**WHAT YOU NEED TO DO:**
Could you reproduce, unchanged, the stretch of the records below from the line containing "spotting the hazy" through the line containing "[436,86,450,111]", with both of those lines included?

**PROVIDED RECORDS:**
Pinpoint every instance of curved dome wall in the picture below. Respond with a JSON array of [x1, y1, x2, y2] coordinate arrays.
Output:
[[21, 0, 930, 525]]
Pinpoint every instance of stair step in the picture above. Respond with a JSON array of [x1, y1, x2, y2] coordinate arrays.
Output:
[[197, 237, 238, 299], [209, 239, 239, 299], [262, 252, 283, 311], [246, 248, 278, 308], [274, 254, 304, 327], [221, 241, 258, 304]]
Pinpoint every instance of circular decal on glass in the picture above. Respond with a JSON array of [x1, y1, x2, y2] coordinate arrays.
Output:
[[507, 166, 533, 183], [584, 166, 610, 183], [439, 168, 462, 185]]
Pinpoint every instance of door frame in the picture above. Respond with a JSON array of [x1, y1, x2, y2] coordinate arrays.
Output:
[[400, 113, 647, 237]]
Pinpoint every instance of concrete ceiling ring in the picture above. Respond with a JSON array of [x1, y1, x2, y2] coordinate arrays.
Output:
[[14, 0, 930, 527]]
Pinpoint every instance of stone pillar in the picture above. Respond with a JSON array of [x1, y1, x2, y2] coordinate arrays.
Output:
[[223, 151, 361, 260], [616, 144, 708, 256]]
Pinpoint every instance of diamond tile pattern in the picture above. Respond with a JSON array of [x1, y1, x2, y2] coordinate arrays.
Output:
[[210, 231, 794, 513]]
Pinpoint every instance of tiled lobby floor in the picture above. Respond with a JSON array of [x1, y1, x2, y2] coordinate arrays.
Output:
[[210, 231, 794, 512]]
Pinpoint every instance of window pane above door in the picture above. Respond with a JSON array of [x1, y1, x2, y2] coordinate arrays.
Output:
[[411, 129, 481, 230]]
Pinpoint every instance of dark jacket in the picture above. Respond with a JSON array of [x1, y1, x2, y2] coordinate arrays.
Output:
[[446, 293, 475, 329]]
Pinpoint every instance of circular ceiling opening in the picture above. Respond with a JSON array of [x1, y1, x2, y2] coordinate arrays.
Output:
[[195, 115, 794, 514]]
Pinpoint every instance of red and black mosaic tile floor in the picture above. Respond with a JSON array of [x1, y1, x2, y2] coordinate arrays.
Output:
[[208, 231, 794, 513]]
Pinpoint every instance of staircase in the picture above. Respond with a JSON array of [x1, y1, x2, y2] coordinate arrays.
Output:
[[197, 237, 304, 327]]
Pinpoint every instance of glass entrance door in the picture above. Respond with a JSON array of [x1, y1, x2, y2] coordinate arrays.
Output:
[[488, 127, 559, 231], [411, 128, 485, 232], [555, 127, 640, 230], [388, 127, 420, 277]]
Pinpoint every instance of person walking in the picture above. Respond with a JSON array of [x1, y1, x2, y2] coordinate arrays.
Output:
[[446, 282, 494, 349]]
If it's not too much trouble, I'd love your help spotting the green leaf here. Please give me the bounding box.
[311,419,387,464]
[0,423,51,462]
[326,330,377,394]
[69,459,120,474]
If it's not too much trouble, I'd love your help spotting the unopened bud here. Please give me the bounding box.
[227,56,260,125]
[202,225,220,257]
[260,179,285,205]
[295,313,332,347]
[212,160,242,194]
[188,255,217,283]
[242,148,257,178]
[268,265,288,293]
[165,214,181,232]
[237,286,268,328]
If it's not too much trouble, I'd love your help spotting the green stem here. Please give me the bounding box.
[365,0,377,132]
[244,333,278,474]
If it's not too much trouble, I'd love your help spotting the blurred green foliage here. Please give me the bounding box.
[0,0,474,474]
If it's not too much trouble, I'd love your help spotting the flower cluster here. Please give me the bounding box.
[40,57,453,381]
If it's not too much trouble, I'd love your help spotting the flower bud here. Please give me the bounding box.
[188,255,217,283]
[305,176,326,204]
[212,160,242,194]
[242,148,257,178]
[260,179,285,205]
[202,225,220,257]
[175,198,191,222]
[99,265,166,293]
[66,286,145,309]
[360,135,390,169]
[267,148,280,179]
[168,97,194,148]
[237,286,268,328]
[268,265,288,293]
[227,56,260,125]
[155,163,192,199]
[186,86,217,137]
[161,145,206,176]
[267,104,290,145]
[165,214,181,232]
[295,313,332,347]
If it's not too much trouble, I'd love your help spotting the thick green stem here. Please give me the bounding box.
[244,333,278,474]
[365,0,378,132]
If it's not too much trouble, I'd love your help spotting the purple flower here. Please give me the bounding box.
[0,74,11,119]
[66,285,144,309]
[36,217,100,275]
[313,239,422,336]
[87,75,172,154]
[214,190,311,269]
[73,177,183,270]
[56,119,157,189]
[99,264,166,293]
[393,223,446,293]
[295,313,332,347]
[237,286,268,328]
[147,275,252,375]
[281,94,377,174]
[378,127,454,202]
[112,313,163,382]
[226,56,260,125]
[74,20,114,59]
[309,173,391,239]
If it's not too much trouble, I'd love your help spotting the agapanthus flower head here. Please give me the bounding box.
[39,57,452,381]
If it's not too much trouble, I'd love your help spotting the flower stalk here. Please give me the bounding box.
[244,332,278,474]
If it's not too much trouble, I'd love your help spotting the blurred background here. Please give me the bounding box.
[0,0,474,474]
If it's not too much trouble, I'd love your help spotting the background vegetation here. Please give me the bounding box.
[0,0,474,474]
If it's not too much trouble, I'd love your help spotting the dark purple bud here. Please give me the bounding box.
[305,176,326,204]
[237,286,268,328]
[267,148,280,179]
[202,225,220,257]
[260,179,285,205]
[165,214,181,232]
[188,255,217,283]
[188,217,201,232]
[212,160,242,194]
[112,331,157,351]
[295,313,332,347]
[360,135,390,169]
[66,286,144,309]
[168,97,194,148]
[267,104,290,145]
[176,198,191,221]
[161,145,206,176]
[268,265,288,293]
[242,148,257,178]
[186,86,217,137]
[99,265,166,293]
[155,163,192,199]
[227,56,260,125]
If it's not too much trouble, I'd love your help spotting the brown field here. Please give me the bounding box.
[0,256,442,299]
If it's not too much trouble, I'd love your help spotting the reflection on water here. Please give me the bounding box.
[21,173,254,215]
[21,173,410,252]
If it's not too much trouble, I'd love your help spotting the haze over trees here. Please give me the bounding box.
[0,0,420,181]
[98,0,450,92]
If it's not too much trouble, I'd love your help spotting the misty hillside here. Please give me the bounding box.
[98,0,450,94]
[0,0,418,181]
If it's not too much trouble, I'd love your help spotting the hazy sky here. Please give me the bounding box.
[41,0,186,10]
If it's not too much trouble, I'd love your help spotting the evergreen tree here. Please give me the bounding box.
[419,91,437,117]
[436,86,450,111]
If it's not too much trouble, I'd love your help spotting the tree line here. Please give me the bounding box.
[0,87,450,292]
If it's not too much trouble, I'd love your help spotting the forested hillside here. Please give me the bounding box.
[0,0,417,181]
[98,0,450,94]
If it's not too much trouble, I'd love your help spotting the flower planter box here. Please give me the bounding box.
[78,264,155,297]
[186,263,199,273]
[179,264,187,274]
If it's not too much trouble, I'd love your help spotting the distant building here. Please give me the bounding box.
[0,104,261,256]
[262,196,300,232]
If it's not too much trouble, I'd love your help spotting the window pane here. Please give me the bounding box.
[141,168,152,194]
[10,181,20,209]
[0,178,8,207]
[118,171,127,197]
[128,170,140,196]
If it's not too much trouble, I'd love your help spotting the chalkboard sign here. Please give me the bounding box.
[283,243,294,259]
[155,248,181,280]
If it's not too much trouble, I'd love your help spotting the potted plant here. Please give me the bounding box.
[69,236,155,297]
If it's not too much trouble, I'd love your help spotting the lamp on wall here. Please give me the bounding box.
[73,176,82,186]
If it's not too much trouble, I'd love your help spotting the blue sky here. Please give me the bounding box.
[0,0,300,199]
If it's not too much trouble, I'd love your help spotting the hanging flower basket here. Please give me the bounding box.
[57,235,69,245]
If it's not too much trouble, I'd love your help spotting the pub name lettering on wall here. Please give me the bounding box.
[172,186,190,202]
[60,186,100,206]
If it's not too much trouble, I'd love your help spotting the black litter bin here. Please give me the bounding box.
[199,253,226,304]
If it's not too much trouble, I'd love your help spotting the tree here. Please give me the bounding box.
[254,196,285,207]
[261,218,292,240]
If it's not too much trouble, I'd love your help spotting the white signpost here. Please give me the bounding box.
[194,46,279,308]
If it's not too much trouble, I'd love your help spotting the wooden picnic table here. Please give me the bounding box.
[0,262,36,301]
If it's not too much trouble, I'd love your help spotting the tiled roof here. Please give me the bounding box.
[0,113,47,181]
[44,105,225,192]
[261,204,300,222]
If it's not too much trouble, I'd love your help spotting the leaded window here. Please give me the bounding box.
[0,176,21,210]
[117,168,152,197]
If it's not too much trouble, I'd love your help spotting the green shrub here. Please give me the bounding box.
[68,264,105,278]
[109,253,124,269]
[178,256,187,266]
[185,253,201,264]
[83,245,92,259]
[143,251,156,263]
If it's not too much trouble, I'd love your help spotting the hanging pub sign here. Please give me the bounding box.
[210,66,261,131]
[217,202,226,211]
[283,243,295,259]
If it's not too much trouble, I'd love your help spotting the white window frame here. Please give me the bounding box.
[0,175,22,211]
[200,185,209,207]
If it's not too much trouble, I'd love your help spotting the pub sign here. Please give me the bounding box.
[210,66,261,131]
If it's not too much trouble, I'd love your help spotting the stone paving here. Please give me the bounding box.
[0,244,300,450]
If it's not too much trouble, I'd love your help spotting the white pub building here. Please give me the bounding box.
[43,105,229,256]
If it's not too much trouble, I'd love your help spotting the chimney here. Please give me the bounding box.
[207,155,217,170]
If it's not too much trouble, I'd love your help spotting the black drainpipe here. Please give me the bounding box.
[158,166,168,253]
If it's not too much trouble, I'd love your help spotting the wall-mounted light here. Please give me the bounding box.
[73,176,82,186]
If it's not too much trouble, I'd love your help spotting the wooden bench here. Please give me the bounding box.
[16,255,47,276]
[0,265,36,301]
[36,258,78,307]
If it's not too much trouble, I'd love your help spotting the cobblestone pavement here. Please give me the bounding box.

**REPLY:**
If it's not too much trouble, I'd love your help spotting the hazy sky here. Please give me the bounding box.
[41,0,186,10]
If it's not too much trouble, I'd love your help spotting the evergreen tree here. Please give me the bounding box.
[419,91,437,117]
[436,86,450,111]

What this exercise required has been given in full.